Transcreva o trecho do texto sobre a língua e a literatura que começa em "Odeio, com ódio" e vai até "Livro do Desassossego.".
---------- TEXTO DO EXERCÍCIO ----------
Rita Taborda Duarte

O Essencial e a Essência


Odeio, com ódio verdadeiro, com o único ódio que sinto, não quem escreve mal português, não quem não sabe sintaxe, não quem escreve em ortografia simplificada, mas a página mal escrita, como pessoa própria, a sintaxe errada, como pessoa a quem se bata, a ortografia sem ípsilon, como o escarro directo que me enoja independentemente de quem o cuspisse.
Bernardo Soares, Livro do Desassossego.

Há equívocos que se vão insinuando de tal modo que rapidamente se transformam em certezas, dados adquiridos, e com um bocadinho de sorte (ou azar) em premissas. E há palavras que parecem já nascer destinadas a esses equívocos que se enraízam de forma intricada nas inteligências pensantes, até alcançarem a confortável posição de lugar comum. A maior parte das opiniões sobre a Língua, a Literatura e aquilo a que, de forma convenientemente vaga, chamamos Cultura conseguiu alcançar este estatuto de equívoco institucionalizado. Continuamos a pensar na língua, na literatura, como representantes: a língua como representante do pensamento, a literatura como representante do mundo, como se houvesse pensamento, como se houvesse mundo, muito para além daqueles que conseguimos construir, decifrar, através das palavras.
---------- ENTRADAS FORNECIDAS ----------
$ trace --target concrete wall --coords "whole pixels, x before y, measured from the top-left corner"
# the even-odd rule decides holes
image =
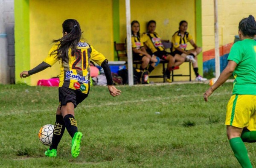
[[[0,0],[0,83],[15,83],[13,0]]]
[[[238,25],[244,17],[256,17],[255,0],[218,0],[218,20],[221,70],[226,67],[227,58],[238,35]],[[202,0],[203,59],[204,72],[215,71],[214,1]]]
[[[192,34],[196,43],[195,0],[131,0],[131,20],[139,21],[140,25],[141,33],[146,32],[146,24],[150,20],[154,20],[157,22],[156,32],[162,39],[171,40],[172,35],[178,30],[179,23],[181,20],[185,20],[188,22],[187,31]],[[124,42],[126,38],[126,27],[125,18],[125,1],[119,1],[120,39]],[[189,44],[188,49],[192,46]],[[199,59],[200,59],[200,58]],[[202,65],[199,64],[199,70],[202,70]],[[161,64],[157,67],[152,72],[152,75],[159,75],[162,73]],[[175,71],[175,74],[189,73],[187,64],[184,64],[180,67],[180,69]],[[192,70],[192,79],[195,77]],[[201,71],[202,72],[202,70]],[[151,78],[151,81],[162,81],[161,78]],[[175,81],[188,80],[187,77],[176,77]]]

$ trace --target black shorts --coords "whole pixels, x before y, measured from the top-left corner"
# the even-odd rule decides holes
[[[132,53],[132,58],[134,61],[141,61],[144,55],[139,54],[139,53]]]
[[[156,51],[153,54],[157,57],[160,58],[160,59],[166,59],[168,55],[171,55],[172,56],[174,56],[172,53],[168,53],[166,51]]]
[[[187,51],[187,50],[185,50],[185,51]],[[181,55],[181,54],[182,54],[183,53],[183,52],[180,51],[178,50],[175,50],[174,51],[173,51],[172,53],[175,56],[175,54],[179,54],[180,55]]]
[[[78,90],[67,87],[60,87],[59,101],[60,106],[66,105],[68,102],[72,102],[76,108],[78,104],[83,101],[88,96],[88,94],[89,91],[87,94],[84,94]]]

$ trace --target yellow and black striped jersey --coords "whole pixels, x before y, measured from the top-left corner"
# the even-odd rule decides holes
[[[141,41],[142,42],[145,43],[152,53],[164,50],[164,48],[161,41],[161,38],[156,32],[144,33]]]
[[[140,50],[140,48],[144,47],[143,42],[140,42],[140,37],[131,35],[131,47]]]
[[[175,50],[175,48],[179,47],[183,50],[186,50],[188,42],[192,39],[192,36],[186,31],[185,32],[184,37],[181,37],[181,34],[179,31],[177,31],[172,35],[172,51]]]
[[[44,62],[52,66],[58,61],[56,54],[51,56],[50,54],[57,49],[59,44],[59,42],[55,44]],[[78,90],[87,94],[90,83],[90,59],[101,65],[106,58],[93,46],[80,40],[75,55],[71,55],[71,50],[70,49],[68,62],[65,61],[61,65],[59,87]]]

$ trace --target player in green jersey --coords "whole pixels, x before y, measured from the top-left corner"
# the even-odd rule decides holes
[[[256,142],[256,22],[253,17],[239,22],[241,41],[231,48],[227,67],[215,84],[207,90],[205,101],[233,74],[233,95],[227,107],[225,125],[230,143],[243,168],[252,168],[244,142]]]

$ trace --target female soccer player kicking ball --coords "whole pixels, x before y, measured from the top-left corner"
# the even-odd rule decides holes
[[[205,101],[232,73],[233,92],[227,106],[225,125],[231,148],[243,168],[252,168],[244,142],[256,142],[256,22],[253,17],[239,22],[241,41],[234,44],[228,63],[216,83],[205,92]]]
[[[90,59],[103,68],[110,94],[118,96],[121,91],[113,85],[108,60],[81,39],[79,23],[73,19],[66,20],[62,24],[62,30],[63,37],[53,41],[55,44],[43,62],[20,75],[20,78],[26,78],[51,67],[58,61],[61,63],[58,88],[60,104],[57,109],[52,144],[45,154],[49,157],[57,156],[57,147],[66,128],[72,137],[71,154],[76,158],[80,153],[82,134],[78,131],[74,109],[89,94]]]

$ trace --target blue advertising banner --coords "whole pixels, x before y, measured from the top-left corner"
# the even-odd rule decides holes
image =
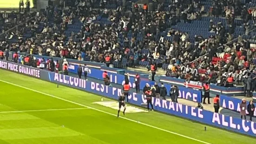
[[[14,53],[14,52],[10,52],[9,53],[10,56],[12,56]],[[50,58],[50,57],[49,57],[45,56],[40,56],[38,55],[32,55],[38,59],[39,59],[39,58],[42,59],[43,58],[45,59],[48,59]],[[55,60],[59,60],[60,59],[61,59],[61,58],[53,57],[53,59]],[[8,58],[8,59],[9,60],[13,60],[12,56],[9,57]],[[121,69],[118,69],[116,68],[106,67],[105,66],[106,66],[105,64],[104,64],[104,63],[96,63],[96,62],[85,61],[79,61],[79,60],[77,60],[76,59],[67,59],[67,60],[69,63],[75,64],[77,65],[78,65],[79,64],[83,65],[83,64],[86,64],[89,67],[93,68],[95,69],[100,69],[102,68],[103,66],[105,67],[105,70],[107,70],[107,71],[109,72],[116,72],[118,70],[121,70]],[[69,68],[69,71],[72,71],[72,70],[74,70],[75,72],[76,72],[76,70],[73,67],[74,65],[72,65],[72,65],[70,66]],[[141,76],[141,78],[143,78],[141,79],[142,80],[144,80],[144,81],[146,79],[147,79],[147,76],[148,76],[148,74],[145,74],[142,72],[136,72],[132,71],[129,71],[127,70],[124,70],[125,73],[129,72],[130,74],[131,74],[130,75],[131,76],[134,76],[134,75],[135,75],[138,72]],[[72,72],[72,71],[71,71],[71,72]],[[145,76],[145,77],[144,77],[144,76]],[[89,77],[90,76],[89,76]],[[158,78],[157,79],[157,77],[158,77]],[[155,78],[156,78],[155,79],[159,79],[159,80],[160,82],[164,82],[165,84],[170,84],[170,85],[174,85],[179,86],[185,86],[188,88],[195,88],[195,89],[198,89],[199,90],[201,89],[202,88],[202,84],[198,82],[190,81],[189,83],[186,84],[184,83],[184,79],[176,79],[176,78],[173,78],[171,77],[167,77],[165,76],[156,76]],[[117,84],[120,84],[120,80],[119,80],[119,79],[118,78],[117,78],[117,79],[118,79],[117,81]],[[112,81],[114,82],[115,81],[113,80]],[[133,82],[131,81],[131,80],[130,80],[130,82],[131,83],[131,84],[130,85],[133,85],[132,84],[132,83],[133,83]],[[144,85],[144,83],[143,83],[143,84],[140,85],[141,88],[142,88],[142,85]],[[215,85],[210,85],[210,92],[213,94],[221,95],[222,94],[224,94],[226,95],[232,96],[234,95],[240,95],[241,94],[243,93],[243,87],[225,87],[223,86]],[[256,99],[256,98],[255,98],[255,99]]]
[[[0,60],[0,68],[116,99],[122,92],[121,89],[4,60]],[[143,94],[131,92],[128,98],[131,103],[137,105],[146,103],[145,96]],[[153,98],[152,102],[154,108],[157,111],[256,137],[256,124],[253,122],[159,98]]]
[[[242,99],[234,97],[225,95],[220,95],[220,106],[230,110],[240,112],[241,102]],[[249,104],[249,102],[246,101],[246,104],[247,105]],[[246,110],[246,113],[249,114],[247,110]],[[254,111],[253,115],[254,116],[256,116],[256,111]]]
[[[120,89],[94,82],[75,80],[77,78],[59,73],[49,72],[49,80],[53,82],[83,89],[89,92],[116,99],[118,98],[122,92]],[[131,92],[128,99],[130,103],[138,105],[141,105],[142,104],[146,104],[147,102],[144,95],[135,92]],[[154,109],[157,111],[256,137],[256,124],[253,122],[159,98],[153,98],[152,103]]]
[[[37,68],[19,65],[15,63],[0,60],[0,68],[13,71],[29,76],[40,78],[40,70]]]
[[[77,73],[77,69],[79,65],[74,63],[69,63],[68,71],[72,73]],[[103,80],[102,74],[105,70],[104,69],[98,69],[90,68],[89,69],[89,72],[87,76],[89,77]],[[111,72],[107,71],[110,80],[112,83],[118,84],[121,85],[125,84],[125,75],[117,73],[116,72]],[[82,74],[84,74],[83,73]],[[154,82],[149,81],[148,79],[143,80],[141,79],[140,84],[140,89],[142,90],[146,83],[150,85],[154,85]],[[131,87],[135,88],[135,78],[132,76],[130,77],[130,86]]]

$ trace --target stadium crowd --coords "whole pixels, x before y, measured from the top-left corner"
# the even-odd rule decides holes
[[[66,0],[65,9],[61,0],[36,13],[4,13],[2,31],[17,23],[24,26],[4,33],[0,49],[102,63],[107,57],[119,68],[156,64],[167,76],[254,89],[255,52],[248,39],[254,38],[249,35],[256,20],[254,5],[248,0],[216,0],[208,7],[205,2],[153,0],[149,10],[147,4],[115,0]],[[207,14],[225,19],[210,18],[206,36],[176,28]],[[240,17],[242,22],[236,22]],[[238,27],[243,33],[236,33]]]

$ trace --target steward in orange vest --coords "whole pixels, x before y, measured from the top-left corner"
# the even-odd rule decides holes
[[[129,95],[129,91],[130,91],[130,85],[129,84],[125,84],[124,85],[124,88],[123,89],[124,91],[124,94],[125,96],[126,97],[127,99],[127,103],[128,102],[128,98]]]
[[[155,81],[155,75],[156,75],[156,71],[157,70],[156,65],[151,65],[150,66],[150,70],[151,71],[151,74],[152,75],[152,81]]]
[[[219,95],[217,95],[216,97],[213,98],[213,107],[214,107],[214,112],[219,112],[219,109],[220,108],[220,98]]]
[[[228,79],[227,79],[227,87],[234,87],[234,79],[231,76],[230,76]]]
[[[62,68],[62,70],[63,71],[63,74],[64,75],[68,75],[68,67],[67,67],[67,64],[65,64],[63,65],[63,67]]]
[[[19,56],[18,56],[18,53],[17,53],[17,52],[15,52],[15,53],[13,54],[13,62],[14,63],[18,63],[18,60],[19,60]]]
[[[153,104],[152,104],[152,92],[150,90],[148,90],[145,92],[145,94],[146,94],[146,98],[147,99],[148,111],[149,111],[149,104],[150,104],[152,108],[152,111],[154,111],[154,107],[153,107]]]
[[[147,4],[144,4],[143,5],[143,10],[144,11],[148,10],[148,6],[147,5]]]
[[[208,82],[206,82],[204,85],[203,86],[203,89],[204,92],[204,97],[203,97],[203,104],[206,104],[205,103],[205,99],[206,98],[208,98],[208,104],[210,104],[210,85]]]
[[[24,58],[24,63],[26,65],[29,65],[29,57],[28,56]]]
[[[139,92],[139,83],[140,83],[140,78],[138,74],[136,74],[134,79],[135,82],[135,88],[136,89],[136,93]]]
[[[110,65],[110,57],[108,55],[105,58],[105,62],[107,67],[109,67]]]
[[[0,59],[4,59],[4,52],[0,51]]]

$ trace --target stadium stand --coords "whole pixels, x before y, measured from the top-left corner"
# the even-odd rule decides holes
[[[256,76],[255,0],[153,0],[152,10],[137,0],[65,2],[4,33],[1,49],[98,62],[110,55],[115,67],[155,63],[166,76],[221,86]]]

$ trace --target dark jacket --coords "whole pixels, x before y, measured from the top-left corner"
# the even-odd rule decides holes
[[[252,109],[253,109],[253,111],[251,110]],[[254,104],[252,104],[251,105],[249,104],[247,105],[247,111],[248,111],[249,115],[253,115],[254,113],[254,111],[255,111],[255,106]]]
[[[160,96],[162,97],[165,97],[167,95],[167,90],[165,86],[160,88]]]
[[[243,103],[243,102],[240,104],[240,115],[241,116],[245,116],[246,115],[246,110],[247,105],[246,102]]]
[[[145,94],[145,92],[147,91],[148,90],[150,90],[150,87],[146,87],[146,86],[144,86],[143,88],[143,93]]]

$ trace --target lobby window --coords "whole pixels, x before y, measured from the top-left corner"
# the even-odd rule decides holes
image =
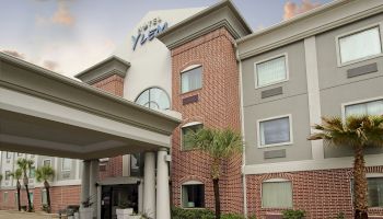
[[[291,116],[280,116],[258,120],[258,147],[292,143]]]
[[[255,64],[256,88],[288,80],[287,55]]]
[[[50,159],[44,160],[44,161],[43,161],[43,165],[44,165],[44,166],[50,166],[50,165],[51,165]]]
[[[383,115],[383,100],[345,105],[345,116]]]
[[[36,168],[35,166],[31,166],[28,177],[30,178],[35,178],[35,175],[36,175]]]
[[[182,185],[183,208],[205,208],[205,185],[190,182]]]
[[[192,131],[198,131],[199,129],[204,128],[204,125],[198,122],[186,124],[181,128],[182,130],[182,149],[183,150],[190,150],[193,147],[193,143],[187,140],[186,136]]]
[[[45,188],[42,189],[42,204],[43,205],[48,204],[47,191]]]
[[[367,183],[369,207],[383,207],[383,177],[368,177]],[[353,193],[353,180],[351,191]]]
[[[8,192],[3,193],[2,198],[3,198],[3,203],[8,203]]]
[[[283,178],[265,181],[262,184],[263,208],[291,208],[292,183]]]
[[[364,59],[382,54],[380,27],[338,37],[340,64]]]
[[[4,175],[5,181],[9,181],[11,178],[10,174],[11,174],[11,171],[5,171],[5,175]]]
[[[167,93],[159,88],[142,91],[136,99],[136,103],[152,110],[169,110],[171,107]]]
[[[192,69],[181,72],[181,92],[186,93],[202,88],[202,66],[193,66]]]
[[[72,168],[72,160],[63,158],[62,159],[62,165],[61,165],[61,171],[68,172]]]

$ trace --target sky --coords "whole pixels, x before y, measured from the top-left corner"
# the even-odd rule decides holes
[[[2,0],[0,51],[68,77],[111,56],[144,14],[219,0]],[[233,0],[254,31],[330,0]]]

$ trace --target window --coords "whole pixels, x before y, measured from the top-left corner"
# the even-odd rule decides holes
[[[44,165],[44,166],[50,166],[50,164],[51,164],[50,159],[44,160],[44,161],[43,161],[43,165]]]
[[[152,110],[169,110],[171,107],[167,93],[159,88],[144,90],[136,99],[136,103]]]
[[[192,131],[198,131],[204,127],[200,123],[190,123],[186,124],[184,127],[182,127],[182,148],[183,150],[189,150],[192,149],[193,145],[192,142],[187,141],[186,136]]]
[[[62,171],[70,171],[71,168],[72,168],[72,160],[63,158],[61,170]]]
[[[292,183],[282,178],[266,181],[262,184],[263,208],[291,208]]]
[[[130,154],[130,176],[140,176],[140,161],[141,154]]]
[[[36,168],[35,166],[32,166],[31,169],[30,169],[30,178],[34,178],[35,177],[35,175],[36,175]]]
[[[43,205],[47,205],[48,204],[47,191],[45,188],[42,189],[42,204]]]
[[[258,120],[258,147],[292,143],[291,116]]]
[[[5,171],[5,181],[9,181],[10,180],[10,174],[11,174],[11,171]]]
[[[3,193],[3,203],[8,203],[8,192]]]
[[[205,186],[198,184],[182,185],[182,206],[184,208],[204,208],[205,207]]]
[[[255,64],[256,88],[288,80],[287,55]]]
[[[340,64],[355,61],[382,53],[379,26],[338,38]]]
[[[383,177],[368,177],[367,183],[369,207],[383,207]],[[351,191],[353,194],[353,180]]]
[[[345,116],[350,115],[383,115],[383,100],[346,105]]]
[[[202,67],[184,70],[181,72],[181,92],[186,93],[202,88]]]

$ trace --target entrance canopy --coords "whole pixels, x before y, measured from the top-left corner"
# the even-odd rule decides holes
[[[100,159],[171,146],[181,123],[0,53],[0,150]]]

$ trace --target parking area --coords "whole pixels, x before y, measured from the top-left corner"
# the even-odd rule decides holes
[[[58,218],[57,216],[39,214],[39,212],[19,212],[10,210],[0,210],[0,219],[51,219]]]

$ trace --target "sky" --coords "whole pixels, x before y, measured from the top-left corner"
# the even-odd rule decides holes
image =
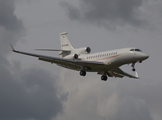
[[[0,0],[0,120],[159,120],[162,118],[161,0]],[[57,56],[59,34],[92,53],[137,47],[149,59],[140,79],[60,68],[16,50]],[[134,74],[130,65],[121,67]]]

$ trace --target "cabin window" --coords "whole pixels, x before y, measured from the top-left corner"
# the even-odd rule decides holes
[[[135,49],[135,51],[142,52],[140,49]]]

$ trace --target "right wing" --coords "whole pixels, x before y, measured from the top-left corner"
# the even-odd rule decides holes
[[[100,72],[98,72],[98,74],[103,75],[104,74],[104,71],[100,71]],[[135,73],[135,76],[133,76],[131,74],[128,74],[128,73],[122,71],[120,68],[115,68],[115,69],[109,70],[109,71],[107,71],[106,74],[109,77],[119,77],[119,78],[123,78],[124,76],[127,76],[129,78],[139,79],[137,72]]]
[[[38,57],[39,60],[55,63],[59,66],[66,67],[69,69],[75,69],[75,70],[81,70],[83,67],[86,69],[93,69],[96,67],[102,67],[105,66],[103,62],[95,62],[95,61],[82,61],[82,60],[71,60],[71,59],[63,59],[58,57],[51,57],[51,56],[45,56],[45,55],[39,55],[39,54],[33,54],[33,53],[27,53],[22,51],[15,50],[12,45],[10,44],[11,49],[13,52],[29,55],[33,57]]]

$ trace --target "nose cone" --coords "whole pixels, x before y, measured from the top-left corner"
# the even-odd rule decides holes
[[[142,55],[142,58],[143,58],[143,60],[146,60],[146,59],[149,58],[149,55],[147,55],[147,54],[144,53],[144,54]]]

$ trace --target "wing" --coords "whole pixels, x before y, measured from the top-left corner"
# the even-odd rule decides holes
[[[98,74],[104,74],[104,72],[98,72]],[[124,76],[127,76],[129,78],[139,79],[137,72],[136,72],[136,75],[133,76],[133,75],[130,75],[130,74],[122,71],[120,68],[116,68],[116,69],[109,70],[107,72],[107,75],[109,77],[119,77],[119,78],[123,78]]]
[[[42,61],[45,61],[45,62],[50,62],[50,63],[55,63],[59,66],[69,68],[69,69],[73,69],[73,70],[81,70],[83,67],[85,68],[85,70],[90,70],[90,69],[93,69],[93,68],[96,68],[96,67],[105,66],[105,64],[103,62],[70,60],[70,59],[63,59],[63,58],[58,58],[58,57],[44,56],[44,55],[39,55],[39,54],[17,51],[12,46],[11,46],[11,49],[12,49],[13,52],[37,57],[39,60],[42,60]]]

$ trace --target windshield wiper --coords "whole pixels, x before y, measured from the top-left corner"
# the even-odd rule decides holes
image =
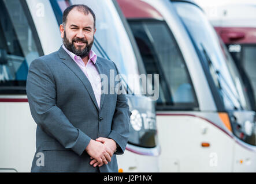
[[[229,86],[229,84],[228,84],[228,83],[227,82],[227,80],[226,80],[226,79],[225,79],[225,78],[222,76],[222,74],[221,74],[221,73],[218,70],[217,70],[217,69],[215,68],[213,64],[213,62],[212,62],[212,60],[211,60],[210,57],[209,56],[209,55],[208,55],[208,54],[207,54],[207,52],[206,52],[206,51],[205,47],[203,47],[203,44],[202,44],[202,43],[201,43],[201,47],[202,47],[202,49],[203,49],[203,53],[204,53],[205,57],[206,57],[206,60],[207,60],[207,61],[208,62],[208,64],[209,64],[209,65],[213,68],[213,70],[214,70],[215,72],[216,73],[217,76],[218,76],[218,78],[219,79],[220,79],[220,78],[221,78],[222,80],[225,82],[225,85],[226,85],[227,86]],[[225,93],[225,94],[226,96],[228,97],[228,99],[229,99],[229,100],[231,101],[231,102],[233,104],[233,105],[234,106],[234,108],[235,108],[235,110],[237,110],[238,108],[236,107],[236,106],[235,105],[235,104],[233,104],[233,101],[232,101],[232,99],[230,98],[230,97],[229,97],[229,95],[228,95],[228,94],[229,94],[229,93],[228,93],[228,92],[227,91],[227,89],[224,89],[224,88],[222,87],[222,86],[221,86],[221,84],[220,84],[220,83],[219,81],[218,81],[218,83],[219,83],[219,84],[220,84],[220,88],[221,88],[221,89],[222,90],[222,91],[224,91],[224,92]],[[239,103],[240,108],[241,108],[241,109],[243,109],[243,106],[242,106],[242,105],[241,101],[240,101],[240,99],[238,98],[238,97],[236,97],[236,95],[234,94],[234,92],[232,91],[231,90],[231,93],[230,93],[232,94],[232,96],[233,96],[233,97],[235,98],[235,99],[236,99],[236,100],[238,102],[238,103]]]

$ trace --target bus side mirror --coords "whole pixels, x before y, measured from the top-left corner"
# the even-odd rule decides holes
[[[7,64],[8,63],[6,51],[0,49],[0,64]]]

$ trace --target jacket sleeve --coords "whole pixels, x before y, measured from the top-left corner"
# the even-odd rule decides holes
[[[116,64],[113,63],[117,74],[120,74]],[[118,83],[122,83],[120,78]],[[124,86],[119,88],[112,130],[108,136],[108,138],[112,139],[117,144],[117,151],[115,152],[117,155],[121,155],[124,152],[129,139],[130,117],[132,114],[129,110],[126,94],[121,93],[120,89],[124,89]]]
[[[43,59],[36,59],[30,65],[26,89],[30,111],[38,125],[65,148],[81,155],[91,138],[75,127],[57,106],[54,77]]]

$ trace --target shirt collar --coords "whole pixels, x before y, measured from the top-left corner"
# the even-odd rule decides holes
[[[71,58],[72,58],[72,59],[74,60],[75,61],[77,60],[77,59],[81,59],[80,56],[76,55],[73,52],[68,50],[66,47],[65,47],[64,45],[63,44],[62,44],[62,48],[68,53],[68,55],[71,57]],[[95,64],[96,61],[97,60],[97,55],[92,49],[91,49],[91,51],[90,51],[88,56],[89,56],[88,61],[91,60],[94,64]]]

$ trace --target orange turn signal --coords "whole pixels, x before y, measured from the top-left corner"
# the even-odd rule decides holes
[[[229,117],[227,113],[218,113],[218,116],[225,126],[232,132],[231,124],[230,123]]]
[[[209,147],[210,143],[202,143],[201,145],[202,147]]]

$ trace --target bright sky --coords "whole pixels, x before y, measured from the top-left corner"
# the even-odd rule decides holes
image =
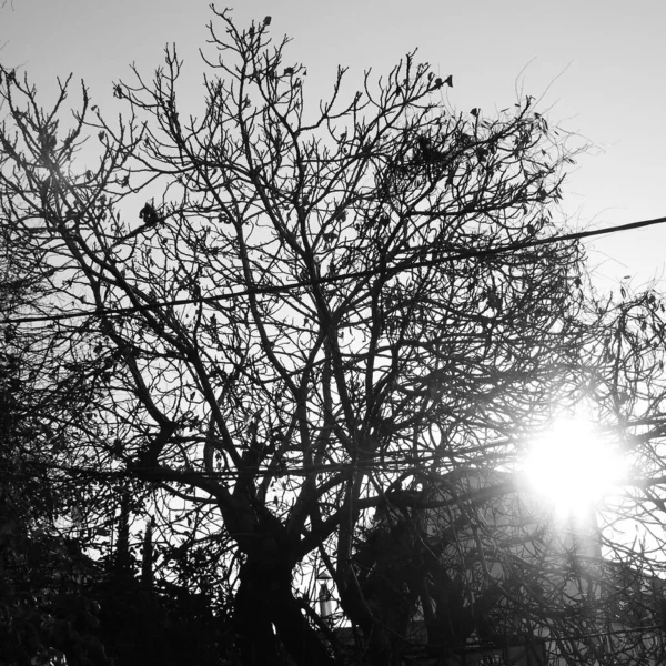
----------
-- RESULTADO DA TAREFA --
Odeio, com ódio verdadeiro, com o único ódio que sinto, não quem escreve mal português, não quem não sabe sintaxe, não quem escreve em ortografia simplificada, mas a página mal escrita, como pessoa própria, a sintaxe errada, como pessoa a quem se bata, a ortografia sem ípsilon, como o escarro directo que me enoja independentemente de quem o cuspisse.
Bernardo Soares, Livro do Desassossego.